### Goal
Return the lines below word for word, leaving out the pictures.

Point placement lines
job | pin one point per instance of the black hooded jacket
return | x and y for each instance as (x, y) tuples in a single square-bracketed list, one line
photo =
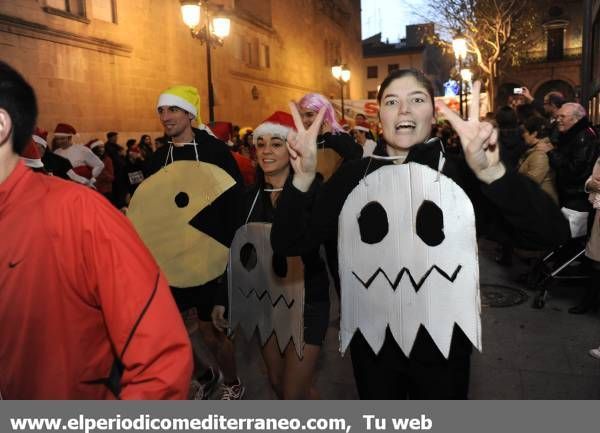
[(573, 162)]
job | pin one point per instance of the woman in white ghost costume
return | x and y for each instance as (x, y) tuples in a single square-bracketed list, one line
[(291, 377), (407, 113)]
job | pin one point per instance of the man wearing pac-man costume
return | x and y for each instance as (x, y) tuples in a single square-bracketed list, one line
[(186, 213)]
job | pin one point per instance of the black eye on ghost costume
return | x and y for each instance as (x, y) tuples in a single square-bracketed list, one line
[(280, 265), (248, 256), (430, 223), (373, 223), (182, 199)]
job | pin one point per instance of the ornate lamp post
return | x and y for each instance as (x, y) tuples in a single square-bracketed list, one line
[(459, 45), (466, 76), (342, 76), (212, 33)]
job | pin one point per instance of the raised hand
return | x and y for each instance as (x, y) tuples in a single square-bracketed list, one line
[(302, 146), (479, 140)]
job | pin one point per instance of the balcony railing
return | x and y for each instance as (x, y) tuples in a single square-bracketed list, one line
[(541, 56)]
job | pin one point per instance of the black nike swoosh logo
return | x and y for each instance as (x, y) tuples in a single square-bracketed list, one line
[(14, 264)]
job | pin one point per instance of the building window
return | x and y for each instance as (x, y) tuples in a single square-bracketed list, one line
[(372, 72), (555, 46), (73, 7), (104, 10), (264, 58)]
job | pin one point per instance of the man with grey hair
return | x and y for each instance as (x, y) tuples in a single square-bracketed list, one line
[(574, 157)]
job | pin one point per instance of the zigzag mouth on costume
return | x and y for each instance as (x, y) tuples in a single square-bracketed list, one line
[(266, 293), (416, 285)]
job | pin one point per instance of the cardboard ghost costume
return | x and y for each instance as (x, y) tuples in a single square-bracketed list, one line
[(265, 291), (161, 210), (408, 256)]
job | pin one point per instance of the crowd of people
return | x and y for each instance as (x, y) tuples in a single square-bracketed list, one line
[(102, 275)]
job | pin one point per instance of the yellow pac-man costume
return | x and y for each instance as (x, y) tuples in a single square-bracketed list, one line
[(187, 213)]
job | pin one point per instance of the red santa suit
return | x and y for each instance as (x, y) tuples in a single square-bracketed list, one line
[(76, 284)]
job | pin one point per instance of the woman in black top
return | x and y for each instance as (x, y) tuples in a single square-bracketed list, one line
[(407, 113), (290, 377)]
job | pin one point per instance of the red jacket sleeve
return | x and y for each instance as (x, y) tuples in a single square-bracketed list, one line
[(137, 305)]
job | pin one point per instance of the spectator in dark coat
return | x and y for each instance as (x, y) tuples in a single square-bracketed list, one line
[(512, 145)]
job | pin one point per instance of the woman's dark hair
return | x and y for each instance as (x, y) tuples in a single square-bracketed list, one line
[(18, 99), (401, 73), (537, 125), (506, 118), (525, 111), (142, 139)]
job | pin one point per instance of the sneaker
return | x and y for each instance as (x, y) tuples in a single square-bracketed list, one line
[(595, 353), (233, 392), (203, 390)]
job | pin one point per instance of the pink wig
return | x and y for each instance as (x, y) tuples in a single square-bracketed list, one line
[(314, 102)]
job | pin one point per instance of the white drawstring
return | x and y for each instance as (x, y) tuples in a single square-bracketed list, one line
[(256, 199), (170, 152)]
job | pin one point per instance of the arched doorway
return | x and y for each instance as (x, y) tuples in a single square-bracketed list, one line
[(555, 85), (504, 91)]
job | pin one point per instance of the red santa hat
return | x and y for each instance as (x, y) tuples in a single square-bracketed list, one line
[(40, 136), (94, 143), (64, 130), (222, 130), (278, 124), (31, 156)]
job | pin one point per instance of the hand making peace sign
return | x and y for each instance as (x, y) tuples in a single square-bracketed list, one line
[(302, 146), (479, 140)]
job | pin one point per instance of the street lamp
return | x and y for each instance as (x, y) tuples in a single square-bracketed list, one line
[(342, 76), (466, 76), (212, 33), (459, 45)]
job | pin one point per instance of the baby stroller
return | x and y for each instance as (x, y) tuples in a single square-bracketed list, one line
[(564, 263)]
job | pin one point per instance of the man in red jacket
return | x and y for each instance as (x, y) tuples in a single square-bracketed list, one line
[(85, 312)]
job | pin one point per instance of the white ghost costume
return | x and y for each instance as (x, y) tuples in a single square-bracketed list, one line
[(262, 297), (422, 270)]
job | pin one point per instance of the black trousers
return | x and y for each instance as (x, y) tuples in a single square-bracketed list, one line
[(426, 374)]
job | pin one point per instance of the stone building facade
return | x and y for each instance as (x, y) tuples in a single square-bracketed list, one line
[(554, 62), (101, 64), (412, 52)]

### Solution
job | pin one point per instance of the black hooded jacket
return | x and y for each instance as (x, y) tuples in a single square-bracketed list, one line
photo =
[(573, 162)]
job | pin one point per instance of the woman in white ghost costume
return | x and y for each instance as (x, y) tuples in a single square-bracketed list, one line
[(291, 377), (407, 113)]
job | pin one point per instance of the man wearing pac-man costume
return | x and y for each instance as (x, y) tuples in a single square-bracketed list, one line
[(186, 213)]
job | pin one point per instance of the black eye on ghost costume
return | x and y for each instance as (x, y) tuples in a single square-bracketed list, one line
[(280, 265), (248, 256), (430, 223), (373, 223), (182, 199)]
job | pin one point per instance of the ornate lamp post
return | x and y for each instance as (x, y) tuples in a single square-bracketed list, one line
[(459, 45), (466, 76), (342, 76), (212, 33)]
job | pin one point per instance of the raised hand
return | x and y for each instance as (x, y) tuples in a single square-bracketed list, one line
[(302, 146), (479, 140)]
job | pin one point per instance of the balcony railing
return | x and y for each instance as (x, y) tuples in a single square-bracketed list, one line
[(541, 56)]
job | pin one point per instance of the black nike swoosh logo
return | x and y for each instance as (x, y) tuples in a single square-bracketed list, one line
[(14, 264)]
job | pin one point per instance of the building window
return | x and y for each instance as (x, y) tuples in a single square-bracketed list, one line
[(372, 72), (555, 46), (73, 7), (104, 10), (264, 58)]
job | pin one point per instance of the man with grey hair
return | x and y for each instance as (x, y) tuples in a single square-bracketed list, one line
[(574, 157)]
job | pin one point per instance of the zigzag mouth on costume
return | x and y for each instance as (x, y) tuples in a single square-bracketed list, one line
[(266, 293), (416, 285)]
job | pin one point per instance of the cardboard ghost costume
return | x and y for each instance as (x, y) tuples in a single square-bracketed list, one line
[(265, 291), (161, 210), (408, 256)]
job | pin one point per instance of the crowd of people
return | x and y for each instance as (x, y) tuples in a single square-bracketed list, one line
[(102, 275)]
job | pin one point per instance of the yellow pac-man costume
return | x and y for each instance as (x, y) tuples in a single square-bracketed list, one line
[(187, 213)]
job | pin one point per instance of the red santa suit
return | x and y for each instance as (x, y) tuples in a single square-bracketed list, one line
[(76, 284)]
job | pin one point per instance of the woman in black top
return | x and y for each instance as (x, y) tuples in a single square-bracketed list, one line
[(407, 113), (290, 377)]
job | pin one point per instance of the red jacket sleeve
return | x and y for each instance as (x, y) tuples in a single square-bracketed list, one line
[(137, 305)]
job | pin one point per instance of the spectator in dark coat
return | x and y for each instance as (x, y) tuples in a single square-bracketed list, one line
[(512, 145)]
job | pin one point per instance of the woman's dark hair
return | x and y for each instance as (x, y) tuples in a single square-bracketed list, one line
[(18, 99), (401, 73), (537, 125), (506, 118), (525, 111), (142, 139)]
job | pin one point per instance of the sneaker
return | x and y for each instance as (x, y) tuples in a single square-bracketed list, one line
[(595, 353), (233, 392), (203, 390)]
job | pin one point per instance of the pink wig
return | x and y for each instance as (x, y) tuples in a single square-bracketed list, one line
[(314, 102)]
job | pin one point per instance of the white drawstring
return | x and y for each instance as (x, y) tuples in a single square-bracketed list, one line
[(256, 199), (170, 152)]
job | pin one point per instance of the arched doorway
return | x and y for each instance as (x, y) tuples in a single square-bracketed list, one line
[(555, 85), (504, 91)]
job | pin one point per instance of the red santa hat
return | x and y for each instance as (x, y) tuples in a single square-bracketed list, one line
[(40, 136), (94, 143), (64, 130), (222, 130), (278, 124), (31, 156)]
job | pin one point per instance of the hand making peace sign
return | x and y for each instance as (x, y) tuples in a single square-bracketed list, one line
[(302, 146), (479, 140)]
job | pin one point per instance of the street lamp
return | x and y for each instance as (x, y) tuples in a single square-bracketed list, one line
[(342, 76), (466, 76), (212, 33), (459, 45)]
job | pin one point per instance of the baby stroller
return | x and y for each instance as (x, y) tuples in a single square-bracketed list, one line
[(564, 263)]
job | pin one point per instance of the man in red jacket
return | x and y for each instance as (x, y) tuples in a single square-bracketed list, one line
[(85, 312)]
job | pin one point per instance of the white ghost costume
return | x and y for each instance as (x, y) tuples in a single square-bracketed list, one line
[(262, 297), (422, 270)]
job | pin one point per instance of the black trousers
return | x and y for each instance as (x, y) tuples in a single square-bracketed list, one line
[(426, 374)]
job | pin one point per instance of the stone building facade
return | x and y for each instance as (x, y) tuples in a single square-bracketed list, one line
[(554, 62), (101, 64), (412, 52)]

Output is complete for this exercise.